# Textabschnitt

━━━━━━━━━━━━━━━━━━━━

Zum folgenden Gastbeitrag muss ich eine längere Vorbemerkung machen. Seit mehr als 30 Jahren wird in Deutschland wieder intensiv über „Public Health“ diskutiert, d.h. über die durch die Nazis zerstörte Sozialmedizin. Seither wurden Lehrstühle eingerichtet, viele gute Forschungsvorhaben auf den Weg gebracht, und auf dem Papier auch viele kluge Gedanken formuliert. Im Laufe der Jahre hat sich rund um das Thema Public Health eine kleine akademische Elite gebildet, die international durchaus wettbewerbsfähig ist. Den letzten Halbsatz darf man als Erfolgsnachricht, aber auch ein bisschen als Ironie lesen. Warum, wird gleich klarer.

━━━━━━━━━━━━━━━━━━━━

# Übungsdaten

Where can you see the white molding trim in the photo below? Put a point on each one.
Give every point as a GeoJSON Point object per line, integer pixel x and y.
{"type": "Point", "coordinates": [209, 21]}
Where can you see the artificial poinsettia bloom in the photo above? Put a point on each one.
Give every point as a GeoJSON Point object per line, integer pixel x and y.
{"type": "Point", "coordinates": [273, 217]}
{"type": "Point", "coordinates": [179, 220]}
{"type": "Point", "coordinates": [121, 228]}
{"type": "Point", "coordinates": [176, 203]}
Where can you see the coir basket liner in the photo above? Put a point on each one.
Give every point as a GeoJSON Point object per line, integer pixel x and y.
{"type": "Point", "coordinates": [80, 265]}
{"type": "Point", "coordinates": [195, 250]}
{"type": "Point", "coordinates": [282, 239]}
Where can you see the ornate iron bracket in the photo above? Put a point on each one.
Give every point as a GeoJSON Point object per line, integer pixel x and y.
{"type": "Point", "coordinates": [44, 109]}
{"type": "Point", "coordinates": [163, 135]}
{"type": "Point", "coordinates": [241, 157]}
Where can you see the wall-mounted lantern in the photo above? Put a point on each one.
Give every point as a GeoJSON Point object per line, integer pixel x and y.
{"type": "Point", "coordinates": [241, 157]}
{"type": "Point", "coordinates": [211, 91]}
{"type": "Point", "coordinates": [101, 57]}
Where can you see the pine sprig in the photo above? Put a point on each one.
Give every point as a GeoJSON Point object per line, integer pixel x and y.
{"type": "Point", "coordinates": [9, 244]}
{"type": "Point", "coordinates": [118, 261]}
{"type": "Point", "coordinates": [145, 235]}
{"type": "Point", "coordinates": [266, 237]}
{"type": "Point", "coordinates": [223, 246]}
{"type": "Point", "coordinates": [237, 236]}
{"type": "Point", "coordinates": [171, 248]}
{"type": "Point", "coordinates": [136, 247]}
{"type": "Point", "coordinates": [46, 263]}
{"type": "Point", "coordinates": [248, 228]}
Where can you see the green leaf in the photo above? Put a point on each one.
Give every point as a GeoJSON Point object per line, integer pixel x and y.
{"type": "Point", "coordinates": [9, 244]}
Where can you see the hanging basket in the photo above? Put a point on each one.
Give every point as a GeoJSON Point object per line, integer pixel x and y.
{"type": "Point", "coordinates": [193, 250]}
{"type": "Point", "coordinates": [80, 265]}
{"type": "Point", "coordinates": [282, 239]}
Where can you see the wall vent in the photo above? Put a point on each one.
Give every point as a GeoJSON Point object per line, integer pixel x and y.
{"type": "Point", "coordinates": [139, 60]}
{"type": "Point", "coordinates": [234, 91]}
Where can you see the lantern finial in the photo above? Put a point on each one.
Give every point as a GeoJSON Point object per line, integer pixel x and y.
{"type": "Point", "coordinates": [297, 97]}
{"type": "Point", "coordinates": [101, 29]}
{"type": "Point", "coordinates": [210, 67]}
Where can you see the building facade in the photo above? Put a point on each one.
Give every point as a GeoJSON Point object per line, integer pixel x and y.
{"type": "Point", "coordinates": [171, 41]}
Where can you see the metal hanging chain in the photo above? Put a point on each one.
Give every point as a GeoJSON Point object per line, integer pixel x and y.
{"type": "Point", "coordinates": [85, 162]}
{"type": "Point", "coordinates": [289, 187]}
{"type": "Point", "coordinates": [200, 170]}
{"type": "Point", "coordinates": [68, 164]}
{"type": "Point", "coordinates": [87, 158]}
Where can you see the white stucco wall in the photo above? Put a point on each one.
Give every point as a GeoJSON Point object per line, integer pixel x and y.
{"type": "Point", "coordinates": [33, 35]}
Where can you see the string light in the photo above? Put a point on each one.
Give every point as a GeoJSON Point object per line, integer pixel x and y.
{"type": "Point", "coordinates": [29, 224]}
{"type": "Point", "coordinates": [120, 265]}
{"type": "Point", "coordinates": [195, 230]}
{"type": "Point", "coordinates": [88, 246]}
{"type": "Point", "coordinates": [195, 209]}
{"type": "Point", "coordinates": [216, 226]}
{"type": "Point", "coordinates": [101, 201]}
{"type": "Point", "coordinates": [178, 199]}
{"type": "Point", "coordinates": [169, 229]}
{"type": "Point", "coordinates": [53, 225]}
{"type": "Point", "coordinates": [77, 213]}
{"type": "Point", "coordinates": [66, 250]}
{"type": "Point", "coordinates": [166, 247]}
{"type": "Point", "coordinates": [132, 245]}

━━━━━━━━━━━━━━━━━━━━

# Aufgabenbeschreibung
Schreibe den Textabschnitt über Public Health in Deutschland im Anschluss an seinen letzten Satz weiter.

# Schriftliche Antwort
In der Praxis sind die Public Health-Strukturen nämlich nicht oder bestenfalls in besonderen Biotopen nachgewachsen. Der Öffentliche Gesundheitsdienst wurde so heruntergewirtschaftet, dass er schon lange vor Corona seine Aufgaben nicht mehr erfüllen konnte, den Arbeitsschutzbehörden wurde 2015 sogar von der Bundesregierung höchstselbst attestiert, dass eine wirksame Überwachung infolge von Personalmangel gefährdet ist, die Lebensmittelsicherheit hat verlässlich Jahr für Jahr durch Skandale auf sich aufmerksam gemacht und auch die Zivilgesellschaft insgesamt hat in manchen Bereichen kaum mehr Sozialkapital, z.B. was nachbarschaftliche Hilfen im ländlichen Raum angeht. Wer heute in einem kleinen Dorf alt ist, ist vor allem einsam und hilflos. Selbst die freiwillige Feuerwehr findet mancherorts keinen Nachwuchs mehr.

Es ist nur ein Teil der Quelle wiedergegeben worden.